Extracted entries:
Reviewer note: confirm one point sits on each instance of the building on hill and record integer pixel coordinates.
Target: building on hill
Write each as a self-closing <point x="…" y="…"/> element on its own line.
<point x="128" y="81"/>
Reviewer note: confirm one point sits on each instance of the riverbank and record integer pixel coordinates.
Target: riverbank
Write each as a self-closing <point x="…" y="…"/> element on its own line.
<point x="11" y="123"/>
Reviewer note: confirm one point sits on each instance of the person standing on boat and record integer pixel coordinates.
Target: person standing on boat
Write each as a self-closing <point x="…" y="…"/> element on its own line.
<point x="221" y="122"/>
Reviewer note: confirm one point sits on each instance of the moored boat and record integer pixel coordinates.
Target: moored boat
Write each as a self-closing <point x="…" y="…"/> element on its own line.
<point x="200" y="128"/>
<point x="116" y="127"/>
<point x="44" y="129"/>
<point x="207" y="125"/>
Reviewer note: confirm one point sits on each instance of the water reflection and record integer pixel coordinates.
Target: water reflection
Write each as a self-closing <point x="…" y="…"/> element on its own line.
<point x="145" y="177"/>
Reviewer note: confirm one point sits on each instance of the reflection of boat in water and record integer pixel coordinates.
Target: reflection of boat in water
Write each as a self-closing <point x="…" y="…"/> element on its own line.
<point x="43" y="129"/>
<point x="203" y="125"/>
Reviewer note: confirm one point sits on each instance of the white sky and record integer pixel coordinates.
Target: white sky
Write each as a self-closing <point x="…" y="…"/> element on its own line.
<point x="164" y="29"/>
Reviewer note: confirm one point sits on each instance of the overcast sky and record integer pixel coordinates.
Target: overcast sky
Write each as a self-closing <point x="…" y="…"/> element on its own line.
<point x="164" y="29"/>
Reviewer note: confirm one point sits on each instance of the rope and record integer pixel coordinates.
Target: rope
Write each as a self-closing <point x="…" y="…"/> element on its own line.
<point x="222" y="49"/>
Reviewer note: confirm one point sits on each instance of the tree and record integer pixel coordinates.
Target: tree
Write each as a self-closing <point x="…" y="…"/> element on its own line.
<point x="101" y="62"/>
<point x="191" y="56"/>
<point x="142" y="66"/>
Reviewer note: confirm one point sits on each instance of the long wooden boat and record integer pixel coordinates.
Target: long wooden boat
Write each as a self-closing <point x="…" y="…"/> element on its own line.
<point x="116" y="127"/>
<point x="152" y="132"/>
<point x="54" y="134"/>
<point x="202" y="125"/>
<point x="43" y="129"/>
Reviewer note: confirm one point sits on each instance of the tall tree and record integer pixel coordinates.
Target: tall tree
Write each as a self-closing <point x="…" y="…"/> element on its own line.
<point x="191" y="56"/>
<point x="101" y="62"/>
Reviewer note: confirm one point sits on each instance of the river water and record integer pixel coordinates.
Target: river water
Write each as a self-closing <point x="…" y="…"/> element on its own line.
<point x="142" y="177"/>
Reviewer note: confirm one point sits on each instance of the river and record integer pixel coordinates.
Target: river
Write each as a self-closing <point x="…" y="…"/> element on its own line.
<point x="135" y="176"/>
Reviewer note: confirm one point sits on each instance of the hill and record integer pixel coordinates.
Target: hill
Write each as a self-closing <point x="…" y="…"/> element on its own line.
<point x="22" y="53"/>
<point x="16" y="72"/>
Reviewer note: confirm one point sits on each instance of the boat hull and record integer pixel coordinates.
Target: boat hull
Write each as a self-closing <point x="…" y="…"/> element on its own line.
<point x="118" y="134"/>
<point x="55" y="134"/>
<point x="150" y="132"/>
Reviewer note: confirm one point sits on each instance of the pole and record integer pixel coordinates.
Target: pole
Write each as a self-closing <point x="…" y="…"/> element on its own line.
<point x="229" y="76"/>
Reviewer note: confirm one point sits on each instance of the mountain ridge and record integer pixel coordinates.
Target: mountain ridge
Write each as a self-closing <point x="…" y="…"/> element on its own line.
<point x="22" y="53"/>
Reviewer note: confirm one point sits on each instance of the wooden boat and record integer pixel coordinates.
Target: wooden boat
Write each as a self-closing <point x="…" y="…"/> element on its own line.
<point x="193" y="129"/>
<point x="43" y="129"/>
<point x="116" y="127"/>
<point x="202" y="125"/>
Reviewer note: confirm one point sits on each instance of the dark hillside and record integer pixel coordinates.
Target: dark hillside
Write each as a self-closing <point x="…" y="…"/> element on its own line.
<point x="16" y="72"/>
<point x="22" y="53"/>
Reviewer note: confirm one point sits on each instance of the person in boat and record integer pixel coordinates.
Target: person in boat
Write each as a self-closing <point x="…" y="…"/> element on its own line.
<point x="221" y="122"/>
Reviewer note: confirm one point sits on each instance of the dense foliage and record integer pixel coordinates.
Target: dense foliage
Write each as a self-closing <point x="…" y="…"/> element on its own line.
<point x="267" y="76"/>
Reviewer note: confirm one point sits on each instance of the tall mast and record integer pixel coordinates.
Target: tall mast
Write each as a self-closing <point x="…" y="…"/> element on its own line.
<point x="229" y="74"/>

What the task asks:
Extract the listing in its entirety, matching it exactly.

Answer to the task:
Reviewer note: confirm one point sits on each instance of the building on hill and record integer pixel coordinates.
Target: building on hill
Write each as a self-closing <point x="…" y="…"/> element on its own line.
<point x="128" y="81"/>
Reviewer note: confirm one point sits on each instance of the riverbank and record integer pixel coordinates.
Target: riverbank
Write each as a self-closing <point x="…" y="…"/> element on its own line.
<point x="11" y="123"/>
Reviewer note: confirm one point sits on each instance of the person standing on boat and record integer pixel coordinates.
Target: person standing on boat
Write each as a self-closing <point x="…" y="…"/> element on its own line.
<point x="221" y="122"/>
Reviewer note: confirm one point sits on each instance of the moored boat and record integer pixel coordinates.
Target: moored boat
Write each as a self-closing <point x="…" y="…"/> element on its own line.
<point x="200" y="128"/>
<point x="116" y="127"/>
<point x="44" y="129"/>
<point x="207" y="125"/>
Reviewer note: confirm one point sits on each instance of the water reflection and record integer pixel coordinates.
Target: water reflection
Write each as a self-closing <point x="…" y="…"/> element on its own line.
<point x="145" y="177"/>
Reviewer note: confirm one point sits on each instance of the reflection of boat in water and record integer pixel coordinates.
Target: reflection of boat in water
Write each as a self-closing <point x="…" y="…"/> element on its own line.
<point x="43" y="129"/>
<point x="203" y="125"/>
Reviewer note: confirm one point sits on each instance of the white sky and record integer pixel coordinates.
Target: white sky
Write each as a self-closing <point x="…" y="…"/> element on its own line.
<point x="164" y="29"/>
Reviewer note: confirm one point sits on each instance of the overcast sky and record integer pixel coordinates.
Target: overcast sky
Write each as a self-closing <point x="…" y="…"/> element on its own line.
<point x="164" y="29"/>
Reviewer note: confirm one point sits on each instance of the rope and record integer pixel coordinates.
Target: rope
Write each as a self-closing <point x="…" y="…"/> element on its own line.
<point x="222" y="49"/>
Reviewer note: confirm one point sits on each instance of the tree and record integer pixel coordinates.
Target: tree
Write each as a self-closing <point x="…" y="…"/> element on its own line.
<point x="101" y="62"/>
<point x="191" y="56"/>
<point x="142" y="66"/>
Reviewer note: confirm one point sits on each instance of the long wooden boat and record integer pixel coordinates.
Target: long wooden boat
Write each as a self-closing <point x="…" y="…"/> element on its own line.
<point x="116" y="127"/>
<point x="152" y="132"/>
<point x="54" y="134"/>
<point x="202" y="125"/>
<point x="43" y="129"/>
Reviewer note: confirm one point sits on each instance of the tall tree and record integer pixel coordinates.
Target: tall tree
Write each as a self-closing <point x="…" y="…"/> element on its own line.
<point x="191" y="56"/>
<point x="101" y="62"/>
Reviewer note: confirm one point sits on each instance of the river water and record integer pixel coordinates.
Target: river water
Write each as a self-closing <point x="…" y="…"/> element on its own line.
<point x="142" y="177"/>
Reviewer note: confirm one point sits on each instance of the river and record integer pixel coordinates.
Target: river
Write each as a self-closing <point x="…" y="…"/> element on its own line.
<point x="135" y="176"/>
Reviewer note: confirm one point sits on each instance of the hill and record integer pixel coordinates.
Target: hill
Write each as a self-closing <point x="…" y="…"/> element on its own line.
<point x="22" y="53"/>
<point x="16" y="72"/>
Reviewer note: confirm one point sits on each instance of the boat hull and record integer pixel coordinates.
Target: boat hull
Write each as a self-closing <point x="…" y="…"/> element on its own line.
<point x="118" y="134"/>
<point x="55" y="134"/>
<point x="150" y="132"/>
Reviewer note: confirm one point sits on each instance of the pole and record integer pixel coordinates.
Target: pole
Write each as a self-closing <point x="…" y="…"/> element on its own line.
<point x="229" y="76"/>
Reviewer note: confirm one point sits on each instance of the mountain ridge and record integer pixel coordinates.
Target: mountain ridge
Write each as a self-closing <point x="…" y="…"/> element on its own line.
<point x="22" y="53"/>
Reviewer note: confirm one point sits on each instance of the wooden boat and record integer pixel coordinates.
Target: wooden boat
Write each as a self-closing <point x="…" y="…"/> element on its own line.
<point x="193" y="129"/>
<point x="43" y="129"/>
<point x="116" y="127"/>
<point x="202" y="125"/>
Reviewer note: confirm one point sits on each instance of the dark hillside and record integer pixel coordinates.
Target: dark hillside
Write each as a self-closing <point x="…" y="…"/> element on its own line.
<point x="16" y="72"/>
<point x="22" y="53"/>
Reviewer note: confirm one point sits on each instance of the person in boat and record integer pixel coordinates.
Target: person in boat
Write each as a self-closing <point x="…" y="…"/> element on its own line.
<point x="221" y="122"/>
Reviewer note: confirm one point sits on each instance of the dense foliage and record integer pixel coordinates.
Target: dense foliage
Write each as a self-closing <point x="…" y="…"/> element on its own line.
<point x="267" y="76"/>
Reviewer note: confirm one point sits on each instance of the tall mast and record integer pixel coordinates.
Target: tall mast
Write each as a self-closing <point x="…" y="…"/> element on its own line.
<point x="229" y="74"/>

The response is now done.